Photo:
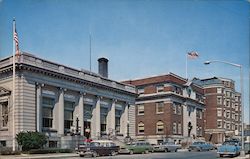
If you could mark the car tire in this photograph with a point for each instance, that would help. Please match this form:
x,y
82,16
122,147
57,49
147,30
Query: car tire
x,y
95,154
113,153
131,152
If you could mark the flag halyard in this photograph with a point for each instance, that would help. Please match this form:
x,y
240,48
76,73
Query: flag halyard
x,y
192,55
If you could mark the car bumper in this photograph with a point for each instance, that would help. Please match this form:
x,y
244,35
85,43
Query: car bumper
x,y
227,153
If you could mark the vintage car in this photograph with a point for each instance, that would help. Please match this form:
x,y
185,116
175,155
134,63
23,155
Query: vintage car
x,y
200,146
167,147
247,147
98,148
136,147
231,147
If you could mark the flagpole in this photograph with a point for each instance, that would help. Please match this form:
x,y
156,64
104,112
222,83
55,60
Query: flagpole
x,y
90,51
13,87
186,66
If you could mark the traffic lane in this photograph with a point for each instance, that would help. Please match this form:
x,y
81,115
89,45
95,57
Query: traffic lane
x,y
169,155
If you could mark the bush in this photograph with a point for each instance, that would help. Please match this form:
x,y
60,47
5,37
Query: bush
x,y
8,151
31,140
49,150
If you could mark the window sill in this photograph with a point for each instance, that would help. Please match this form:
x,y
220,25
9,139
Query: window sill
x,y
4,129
---
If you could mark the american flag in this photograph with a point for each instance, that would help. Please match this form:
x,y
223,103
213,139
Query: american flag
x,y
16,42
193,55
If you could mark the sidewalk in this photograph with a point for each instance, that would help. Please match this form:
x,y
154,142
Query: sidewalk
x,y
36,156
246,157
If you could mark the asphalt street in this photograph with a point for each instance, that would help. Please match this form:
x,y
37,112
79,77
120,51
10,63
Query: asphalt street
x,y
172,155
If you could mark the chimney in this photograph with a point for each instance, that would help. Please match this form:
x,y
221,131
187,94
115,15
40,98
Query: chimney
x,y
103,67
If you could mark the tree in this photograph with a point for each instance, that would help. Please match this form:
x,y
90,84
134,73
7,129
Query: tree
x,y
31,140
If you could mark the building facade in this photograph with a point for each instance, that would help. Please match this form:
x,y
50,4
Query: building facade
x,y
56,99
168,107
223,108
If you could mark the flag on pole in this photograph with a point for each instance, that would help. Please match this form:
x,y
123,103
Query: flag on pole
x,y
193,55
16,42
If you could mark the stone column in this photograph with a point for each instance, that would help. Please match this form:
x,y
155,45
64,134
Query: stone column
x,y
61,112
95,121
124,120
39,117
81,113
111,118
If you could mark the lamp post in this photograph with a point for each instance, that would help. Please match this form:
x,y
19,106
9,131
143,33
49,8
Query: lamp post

**Work instruction:**
Pull out every line holding "post" from the records above, and copy it.

**Output:**
If you could mark the lamp post in this photograph with a point for each instance, that would help. Please match this form:
Query: lamp post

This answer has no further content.